##### Task data

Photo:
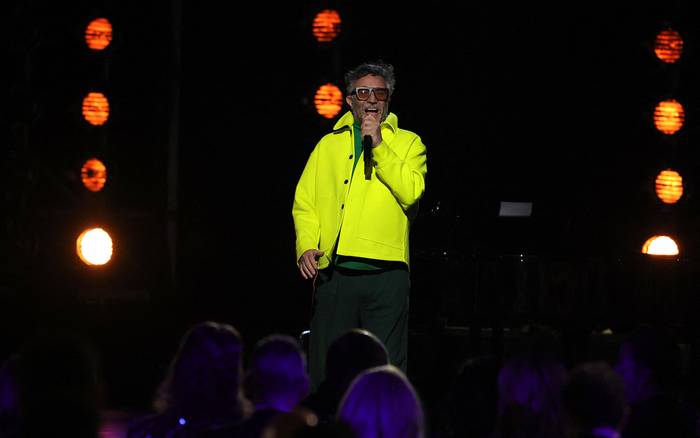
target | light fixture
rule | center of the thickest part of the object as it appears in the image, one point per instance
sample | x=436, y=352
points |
x=326, y=25
x=96, y=108
x=669, y=186
x=660, y=245
x=98, y=34
x=668, y=46
x=669, y=116
x=94, y=247
x=93, y=174
x=328, y=100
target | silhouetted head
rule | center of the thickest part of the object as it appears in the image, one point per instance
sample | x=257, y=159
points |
x=529, y=385
x=382, y=403
x=594, y=397
x=277, y=376
x=353, y=352
x=205, y=376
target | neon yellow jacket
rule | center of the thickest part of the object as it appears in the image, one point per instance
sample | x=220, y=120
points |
x=372, y=216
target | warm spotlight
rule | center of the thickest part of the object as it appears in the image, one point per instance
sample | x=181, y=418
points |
x=669, y=186
x=669, y=116
x=668, y=46
x=98, y=34
x=660, y=245
x=326, y=25
x=94, y=247
x=93, y=174
x=328, y=100
x=96, y=108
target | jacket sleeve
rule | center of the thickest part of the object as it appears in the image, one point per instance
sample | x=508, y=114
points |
x=404, y=176
x=306, y=223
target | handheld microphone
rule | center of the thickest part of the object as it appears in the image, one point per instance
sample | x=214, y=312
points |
x=367, y=152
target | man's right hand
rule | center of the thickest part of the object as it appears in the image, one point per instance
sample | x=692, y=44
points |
x=308, y=263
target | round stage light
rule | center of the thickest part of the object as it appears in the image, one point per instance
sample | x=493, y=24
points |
x=660, y=245
x=96, y=108
x=93, y=174
x=98, y=34
x=669, y=116
x=326, y=25
x=668, y=46
x=669, y=186
x=328, y=100
x=94, y=247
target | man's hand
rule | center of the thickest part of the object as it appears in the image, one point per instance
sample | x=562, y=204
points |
x=371, y=126
x=308, y=263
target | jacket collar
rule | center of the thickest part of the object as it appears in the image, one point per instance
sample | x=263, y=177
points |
x=347, y=120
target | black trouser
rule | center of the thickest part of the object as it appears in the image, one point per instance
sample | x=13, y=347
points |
x=376, y=301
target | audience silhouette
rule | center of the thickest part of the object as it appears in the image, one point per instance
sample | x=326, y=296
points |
x=594, y=401
x=276, y=381
x=469, y=407
x=352, y=353
x=9, y=398
x=650, y=364
x=202, y=388
x=529, y=388
x=382, y=403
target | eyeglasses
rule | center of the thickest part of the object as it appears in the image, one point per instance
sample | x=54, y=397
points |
x=363, y=93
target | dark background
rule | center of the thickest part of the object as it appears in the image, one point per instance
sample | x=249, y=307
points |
x=212, y=107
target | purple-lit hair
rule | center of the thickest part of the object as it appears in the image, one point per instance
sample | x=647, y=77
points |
x=277, y=374
x=204, y=378
x=529, y=388
x=382, y=403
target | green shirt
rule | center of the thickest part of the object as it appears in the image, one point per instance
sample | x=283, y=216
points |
x=357, y=262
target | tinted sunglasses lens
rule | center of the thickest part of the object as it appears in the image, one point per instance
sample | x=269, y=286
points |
x=362, y=93
x=381, y=93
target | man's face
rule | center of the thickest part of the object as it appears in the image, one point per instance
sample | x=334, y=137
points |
x=372, y=105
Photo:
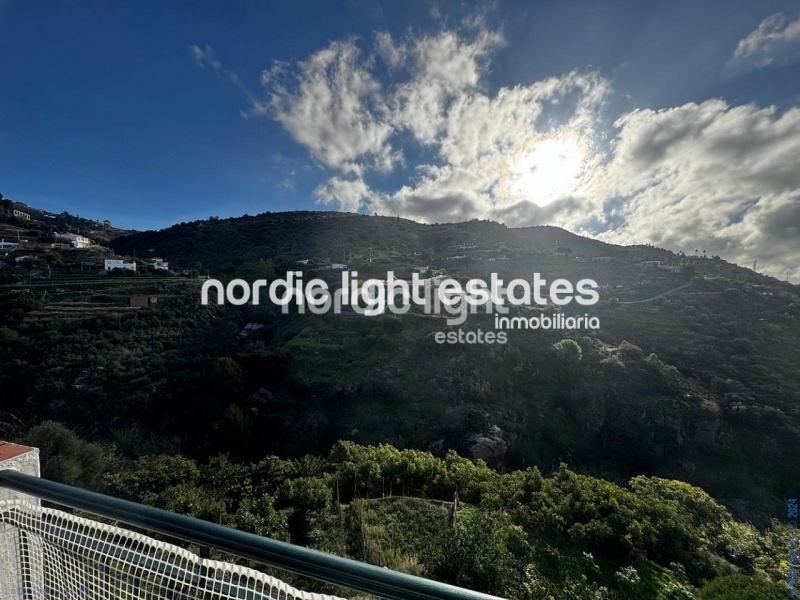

##########

## Instructions for the task
Please copy out every line of the preceding listing that carries "jacket".

## Response to this task
target | neon yellow jacket
target | jacket sleeve
target | jacket collar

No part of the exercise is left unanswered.